| Assigned task |
Each line from the one containing "Need: one point per instance of the player's right" through the end of the records below must be repeated exactly, and no other line.

(Natural-language object grounding data)

Content starts

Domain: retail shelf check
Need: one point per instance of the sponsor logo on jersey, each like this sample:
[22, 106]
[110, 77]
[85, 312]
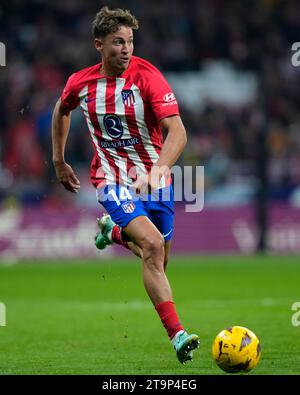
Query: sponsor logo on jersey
[169, 99]
[128, 97]
[113, 126]
[128, 207]
[119, 143]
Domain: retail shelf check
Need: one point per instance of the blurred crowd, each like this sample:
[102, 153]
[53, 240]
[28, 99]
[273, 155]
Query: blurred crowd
[47, 41]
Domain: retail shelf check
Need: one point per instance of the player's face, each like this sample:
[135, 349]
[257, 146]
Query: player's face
[116, 50]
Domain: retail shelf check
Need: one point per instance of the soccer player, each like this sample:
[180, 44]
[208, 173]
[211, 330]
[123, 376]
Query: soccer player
[127, 104]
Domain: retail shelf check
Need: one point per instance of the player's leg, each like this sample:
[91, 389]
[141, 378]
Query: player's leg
[110, 232]
[167, 253]
[147, 237]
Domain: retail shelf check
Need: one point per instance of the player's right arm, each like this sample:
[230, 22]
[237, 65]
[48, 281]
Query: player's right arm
[61, 120]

Content ends

| Response to this task |
Need: one point per instance of the player's right arm, each like this sample:
[230, 22]
[237, 65]
[48, 281]
Query: player's right arm
[61, 120]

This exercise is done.